Task 1:
According to the piece on the Berber women of Morocco, how far from Marrakech is the village where the women live?
Task 2:
Write the next part of the piece on the Berber women of Morocco, picking up right after its last sentence.

Excerpt to read Start Marker

Lessons I’ve Learned From The Berber Women of Morocco
Recently I was invited by Net-a-Porter to discuss “wellness” with their staff during the company’s “Wellness Week”. After giving it some thought, I decided to focus my discussion on the “Wellness Lessons I’ve learned from the Berber Women of Morocco”. These women have touched me deeply with their way of life, their strength and their creativity. In honor of International Women’s Day, I am celebrating the achievements of the Berber women of Morocco who have inspired me in creating the KAHINA™ brand.
The Berbers are the indigenous people of North Africa. They live in scattered communities across Morocco, Algeria, Tunisia, Libya, Egypt, Mali, Niger, and Mauretania.
The ones I have come to know and refer to here are a group of approximately 50 women who reside in a tiny village in the Anti-Atlas mountains 5 hours drive from Marrakech.
Life here is difficult. The mountains are rocky and arid and practically nothing grows. Most men leave for the big cities to find work leaving the women behind for 11 months out of the year. With little vegetation for farming, the Berbers of the Anti-Atlas depend on goats for milk, meat and wool. And Argan.
Illiteracy rates remain very high. Among girls, only 26% in rural Morocco continue their education beyond the third grade. The girls marry young, between the ages of 16 and 19 on average. With little access to hospitals and maternal healthcare, the infant and maternal mortality rate is high in the mountains.
Despite the considerable hardship, I am always left with the impression that these women are quite joyful. Without wishing to minimize the difficulty of life as a woman in rural Morocco or to glamorize extreme poverty, I have attempted to describe what I have seen and experienced over the course of my visits with them over the years. The following sums up the lessons I’ve taken away, albeit in a very simplistic form.
- Slow everything.
Most everything is made by hand and there are few shortcuts. Wheat is ground by hand to make flour. Wool is spun to make thread. Clothes are sewn by hand. They exist without the constant distraction of email or pressures to meet deadlines or dread over daily news. There are extreme challenges and real problems, but, I would argue, less angst. Life takes on a rhythm of its own.
2. Find pleasure in work.
The work is physically demanding. Women rise at dawn to gather and carry immense loads of wood to burn for cooking and hay to feed the livestock. They fetch water to boil and grind wheat to make bread while also caring for children and elderly family members. If they can, they will earn money by cracking argan nuts and weaving rugs. As a result, women are physically strong and healthy. The work seems to be made easier in the company of other women. I have frequently watched as they gather to crack nuts, laughing loudly, singing and telling stories.
3. Create abundance out of scarcity.
They have few material possessions other than what they make from what they have at hand. From this, magnificent rugs are woven, beautiful scarves embroidered and homes embellished with bright colors and intricate symbols. They spend time expressing themselves creatively.

Excerpt to read End Marker
The data Start Marker

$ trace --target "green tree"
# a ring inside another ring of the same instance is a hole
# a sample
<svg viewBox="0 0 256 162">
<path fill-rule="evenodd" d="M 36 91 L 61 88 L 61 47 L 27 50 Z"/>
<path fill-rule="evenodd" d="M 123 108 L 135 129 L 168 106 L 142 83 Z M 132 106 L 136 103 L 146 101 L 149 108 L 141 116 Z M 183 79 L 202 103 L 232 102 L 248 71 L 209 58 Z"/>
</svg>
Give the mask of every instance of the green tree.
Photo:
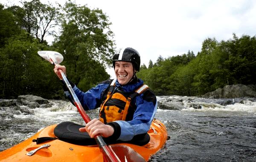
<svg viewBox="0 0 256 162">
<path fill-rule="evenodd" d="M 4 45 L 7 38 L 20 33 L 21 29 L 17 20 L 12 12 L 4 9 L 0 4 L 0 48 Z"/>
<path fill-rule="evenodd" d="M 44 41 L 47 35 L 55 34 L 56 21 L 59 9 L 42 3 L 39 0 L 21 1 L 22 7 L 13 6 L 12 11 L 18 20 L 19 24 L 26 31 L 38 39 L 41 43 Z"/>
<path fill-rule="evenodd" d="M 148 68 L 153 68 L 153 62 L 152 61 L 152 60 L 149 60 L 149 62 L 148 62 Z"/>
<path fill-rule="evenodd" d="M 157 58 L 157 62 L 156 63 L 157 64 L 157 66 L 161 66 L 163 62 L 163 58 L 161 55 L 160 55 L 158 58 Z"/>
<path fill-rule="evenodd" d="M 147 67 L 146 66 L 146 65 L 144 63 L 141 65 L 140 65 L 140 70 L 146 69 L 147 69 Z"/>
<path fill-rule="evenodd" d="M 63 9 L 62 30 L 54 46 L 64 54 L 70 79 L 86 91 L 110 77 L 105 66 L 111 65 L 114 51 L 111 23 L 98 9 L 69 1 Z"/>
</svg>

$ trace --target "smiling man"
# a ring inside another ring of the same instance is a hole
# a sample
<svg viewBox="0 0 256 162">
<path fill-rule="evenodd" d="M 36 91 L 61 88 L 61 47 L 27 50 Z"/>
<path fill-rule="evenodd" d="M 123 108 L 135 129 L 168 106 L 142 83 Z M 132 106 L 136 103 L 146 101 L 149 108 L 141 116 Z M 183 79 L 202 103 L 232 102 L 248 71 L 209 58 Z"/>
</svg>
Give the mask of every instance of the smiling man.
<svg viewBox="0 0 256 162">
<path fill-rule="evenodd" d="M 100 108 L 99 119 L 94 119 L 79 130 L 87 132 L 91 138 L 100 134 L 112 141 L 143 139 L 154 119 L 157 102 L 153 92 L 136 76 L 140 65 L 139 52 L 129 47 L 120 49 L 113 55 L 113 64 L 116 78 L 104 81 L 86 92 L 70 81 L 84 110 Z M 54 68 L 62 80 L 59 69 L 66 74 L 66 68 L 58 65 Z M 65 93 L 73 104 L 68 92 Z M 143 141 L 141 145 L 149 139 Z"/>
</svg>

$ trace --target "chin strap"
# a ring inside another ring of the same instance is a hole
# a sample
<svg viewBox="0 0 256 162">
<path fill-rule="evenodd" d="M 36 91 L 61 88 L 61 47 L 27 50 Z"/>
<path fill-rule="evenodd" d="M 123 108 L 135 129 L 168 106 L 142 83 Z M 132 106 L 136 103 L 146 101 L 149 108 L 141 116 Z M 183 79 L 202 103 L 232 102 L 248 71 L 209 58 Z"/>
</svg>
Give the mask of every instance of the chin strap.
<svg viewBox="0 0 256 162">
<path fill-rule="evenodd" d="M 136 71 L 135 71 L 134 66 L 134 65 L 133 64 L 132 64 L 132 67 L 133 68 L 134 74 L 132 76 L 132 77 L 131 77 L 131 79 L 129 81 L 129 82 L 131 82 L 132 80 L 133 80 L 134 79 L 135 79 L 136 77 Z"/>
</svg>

The data End Marker
The data Start Marker

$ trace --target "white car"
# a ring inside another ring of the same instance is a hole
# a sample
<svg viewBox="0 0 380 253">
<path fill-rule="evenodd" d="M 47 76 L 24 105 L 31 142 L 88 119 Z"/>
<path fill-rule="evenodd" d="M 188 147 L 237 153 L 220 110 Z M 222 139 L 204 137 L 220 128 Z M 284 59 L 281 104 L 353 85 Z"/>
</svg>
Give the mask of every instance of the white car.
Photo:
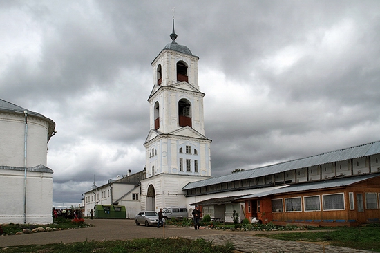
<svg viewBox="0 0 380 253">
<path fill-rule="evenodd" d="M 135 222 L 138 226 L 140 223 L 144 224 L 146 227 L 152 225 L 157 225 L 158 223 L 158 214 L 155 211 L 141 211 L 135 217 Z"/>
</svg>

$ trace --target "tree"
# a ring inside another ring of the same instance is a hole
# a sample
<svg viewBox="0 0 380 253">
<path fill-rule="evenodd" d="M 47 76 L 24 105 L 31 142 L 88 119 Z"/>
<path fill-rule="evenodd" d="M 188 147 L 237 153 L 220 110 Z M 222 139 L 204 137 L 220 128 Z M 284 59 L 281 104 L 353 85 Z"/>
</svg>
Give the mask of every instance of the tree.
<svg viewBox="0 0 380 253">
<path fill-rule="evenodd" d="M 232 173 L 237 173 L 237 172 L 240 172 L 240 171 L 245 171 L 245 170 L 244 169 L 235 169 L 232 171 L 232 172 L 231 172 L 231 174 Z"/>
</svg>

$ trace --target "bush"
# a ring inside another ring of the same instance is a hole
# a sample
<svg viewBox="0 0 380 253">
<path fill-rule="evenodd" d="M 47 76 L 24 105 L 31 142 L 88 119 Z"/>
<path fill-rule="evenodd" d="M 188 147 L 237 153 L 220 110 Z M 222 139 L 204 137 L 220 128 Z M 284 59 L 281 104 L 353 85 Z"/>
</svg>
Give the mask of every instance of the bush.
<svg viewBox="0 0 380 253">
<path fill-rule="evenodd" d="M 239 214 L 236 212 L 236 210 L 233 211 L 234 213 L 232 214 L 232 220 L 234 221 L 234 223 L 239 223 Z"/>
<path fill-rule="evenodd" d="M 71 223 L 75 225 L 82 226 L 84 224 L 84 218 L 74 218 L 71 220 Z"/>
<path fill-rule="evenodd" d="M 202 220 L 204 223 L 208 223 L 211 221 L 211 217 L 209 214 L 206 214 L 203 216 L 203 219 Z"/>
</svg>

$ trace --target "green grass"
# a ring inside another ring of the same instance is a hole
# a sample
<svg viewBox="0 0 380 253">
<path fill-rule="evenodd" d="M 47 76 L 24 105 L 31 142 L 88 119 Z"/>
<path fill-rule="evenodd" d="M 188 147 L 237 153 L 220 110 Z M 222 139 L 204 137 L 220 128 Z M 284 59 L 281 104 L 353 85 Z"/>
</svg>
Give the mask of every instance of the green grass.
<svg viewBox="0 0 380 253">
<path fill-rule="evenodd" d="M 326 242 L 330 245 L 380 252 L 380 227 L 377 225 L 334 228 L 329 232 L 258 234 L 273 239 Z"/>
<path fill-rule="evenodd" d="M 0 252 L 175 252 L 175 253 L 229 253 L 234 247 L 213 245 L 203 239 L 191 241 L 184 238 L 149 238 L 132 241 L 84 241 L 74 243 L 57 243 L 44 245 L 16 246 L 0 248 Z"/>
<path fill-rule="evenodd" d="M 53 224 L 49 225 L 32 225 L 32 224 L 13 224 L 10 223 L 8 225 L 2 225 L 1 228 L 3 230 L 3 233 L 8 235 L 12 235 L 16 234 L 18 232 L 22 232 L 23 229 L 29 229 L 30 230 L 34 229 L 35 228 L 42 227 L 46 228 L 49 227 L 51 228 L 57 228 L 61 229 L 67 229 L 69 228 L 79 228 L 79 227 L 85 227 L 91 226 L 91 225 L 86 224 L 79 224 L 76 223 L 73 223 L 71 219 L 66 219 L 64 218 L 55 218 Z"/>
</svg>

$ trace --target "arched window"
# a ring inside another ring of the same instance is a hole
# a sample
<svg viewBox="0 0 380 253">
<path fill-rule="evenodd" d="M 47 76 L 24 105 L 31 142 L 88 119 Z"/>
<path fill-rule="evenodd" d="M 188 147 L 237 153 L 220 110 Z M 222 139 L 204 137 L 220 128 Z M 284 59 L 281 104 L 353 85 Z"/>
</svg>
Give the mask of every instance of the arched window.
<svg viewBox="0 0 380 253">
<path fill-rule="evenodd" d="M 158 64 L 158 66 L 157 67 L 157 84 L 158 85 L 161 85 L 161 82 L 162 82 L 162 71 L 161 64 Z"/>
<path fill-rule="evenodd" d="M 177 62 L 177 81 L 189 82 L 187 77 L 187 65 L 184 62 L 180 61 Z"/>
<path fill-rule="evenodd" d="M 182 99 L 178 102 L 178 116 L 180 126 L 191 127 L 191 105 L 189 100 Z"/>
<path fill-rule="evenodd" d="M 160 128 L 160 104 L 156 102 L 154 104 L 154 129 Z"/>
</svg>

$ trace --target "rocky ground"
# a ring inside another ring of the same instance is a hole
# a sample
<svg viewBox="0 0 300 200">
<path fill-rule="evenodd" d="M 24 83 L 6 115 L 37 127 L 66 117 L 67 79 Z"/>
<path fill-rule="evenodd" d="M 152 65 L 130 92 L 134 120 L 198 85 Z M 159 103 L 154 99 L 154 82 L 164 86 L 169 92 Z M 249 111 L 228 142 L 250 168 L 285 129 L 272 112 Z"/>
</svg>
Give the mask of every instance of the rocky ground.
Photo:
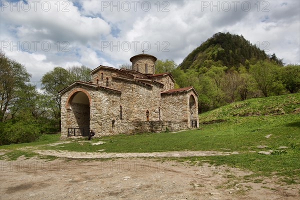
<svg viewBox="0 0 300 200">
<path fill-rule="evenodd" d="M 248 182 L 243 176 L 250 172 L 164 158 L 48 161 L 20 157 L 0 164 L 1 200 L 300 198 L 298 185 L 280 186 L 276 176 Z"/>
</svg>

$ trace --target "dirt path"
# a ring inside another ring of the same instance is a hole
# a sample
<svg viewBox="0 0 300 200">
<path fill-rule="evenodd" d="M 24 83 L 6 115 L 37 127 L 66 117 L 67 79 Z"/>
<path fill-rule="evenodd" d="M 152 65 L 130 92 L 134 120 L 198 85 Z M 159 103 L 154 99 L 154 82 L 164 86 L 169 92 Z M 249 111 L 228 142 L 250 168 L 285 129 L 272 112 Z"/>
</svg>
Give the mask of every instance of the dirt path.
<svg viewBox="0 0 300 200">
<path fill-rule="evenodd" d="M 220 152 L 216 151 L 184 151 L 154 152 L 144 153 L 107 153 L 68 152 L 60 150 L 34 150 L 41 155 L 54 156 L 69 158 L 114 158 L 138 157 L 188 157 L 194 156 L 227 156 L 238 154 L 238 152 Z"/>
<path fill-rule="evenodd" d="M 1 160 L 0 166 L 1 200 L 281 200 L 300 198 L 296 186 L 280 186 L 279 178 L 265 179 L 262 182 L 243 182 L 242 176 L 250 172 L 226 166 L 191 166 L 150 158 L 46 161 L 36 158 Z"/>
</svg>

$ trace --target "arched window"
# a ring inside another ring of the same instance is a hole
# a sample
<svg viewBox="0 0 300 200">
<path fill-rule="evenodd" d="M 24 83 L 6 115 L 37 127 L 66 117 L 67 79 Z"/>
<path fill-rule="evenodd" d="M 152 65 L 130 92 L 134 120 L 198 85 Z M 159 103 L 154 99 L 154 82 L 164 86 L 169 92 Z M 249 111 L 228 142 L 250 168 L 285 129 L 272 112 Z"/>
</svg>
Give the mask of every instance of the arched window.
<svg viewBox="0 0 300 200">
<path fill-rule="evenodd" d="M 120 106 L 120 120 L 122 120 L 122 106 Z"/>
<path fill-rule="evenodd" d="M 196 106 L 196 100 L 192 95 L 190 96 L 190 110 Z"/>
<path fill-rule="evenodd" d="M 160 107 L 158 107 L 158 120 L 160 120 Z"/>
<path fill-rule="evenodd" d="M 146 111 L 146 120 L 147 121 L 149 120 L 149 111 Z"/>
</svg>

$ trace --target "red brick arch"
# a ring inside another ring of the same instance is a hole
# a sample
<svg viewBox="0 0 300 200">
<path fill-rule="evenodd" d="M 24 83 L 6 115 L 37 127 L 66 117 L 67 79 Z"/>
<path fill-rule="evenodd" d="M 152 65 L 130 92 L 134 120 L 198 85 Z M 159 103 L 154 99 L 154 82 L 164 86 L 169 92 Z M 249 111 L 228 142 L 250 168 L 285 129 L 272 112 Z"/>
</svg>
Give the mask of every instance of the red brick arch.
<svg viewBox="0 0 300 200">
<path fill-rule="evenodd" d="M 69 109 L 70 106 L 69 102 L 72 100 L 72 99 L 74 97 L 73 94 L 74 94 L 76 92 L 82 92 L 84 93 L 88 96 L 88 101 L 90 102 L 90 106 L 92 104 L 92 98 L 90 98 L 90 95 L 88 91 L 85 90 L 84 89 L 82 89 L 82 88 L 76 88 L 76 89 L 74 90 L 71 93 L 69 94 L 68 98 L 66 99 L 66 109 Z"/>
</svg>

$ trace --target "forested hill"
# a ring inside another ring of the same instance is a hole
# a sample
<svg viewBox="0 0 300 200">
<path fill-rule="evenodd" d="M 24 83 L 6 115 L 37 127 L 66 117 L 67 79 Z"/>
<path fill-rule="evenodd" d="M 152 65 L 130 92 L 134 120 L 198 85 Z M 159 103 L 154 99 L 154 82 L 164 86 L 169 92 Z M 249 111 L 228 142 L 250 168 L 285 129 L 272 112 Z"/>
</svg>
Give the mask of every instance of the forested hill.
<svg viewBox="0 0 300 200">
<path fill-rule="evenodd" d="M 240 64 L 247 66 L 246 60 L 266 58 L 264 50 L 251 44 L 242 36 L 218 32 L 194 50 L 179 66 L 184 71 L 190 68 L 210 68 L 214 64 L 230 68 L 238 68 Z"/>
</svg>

The data End Marker

Result 1:
It is a five-hour drive from Marrakech.

Result 2:
4. Live in harmony with nature, understanding the power of nature to heal and nurture.
The Berber women heavily rely on the land and live closely connected to the changing seasons, and the rising and setting of the sun and the moon. They rely on plant knowledge for medicinal remedies.
5. Honor rituals and traditions
Traditions are passed down over time, such as story telling and the extraction of argan oil. These traditions connect them to past and future generations.
6. The importance of community
The Berber women of the village live in close proximity to each other and are a close knit community, working together, helping to raise each others’ children and to care for each other. Isolation in the village would be virtually impossible.
Like most Moroccans, the Berbers are Sunni Muslim. Among other things, their spirituality offers them a certain alignment to a higher power. The phrase “Inshallah”, translated to God willing, is commonly used as a way to express their belief in destiny and acceptance of what comes their way.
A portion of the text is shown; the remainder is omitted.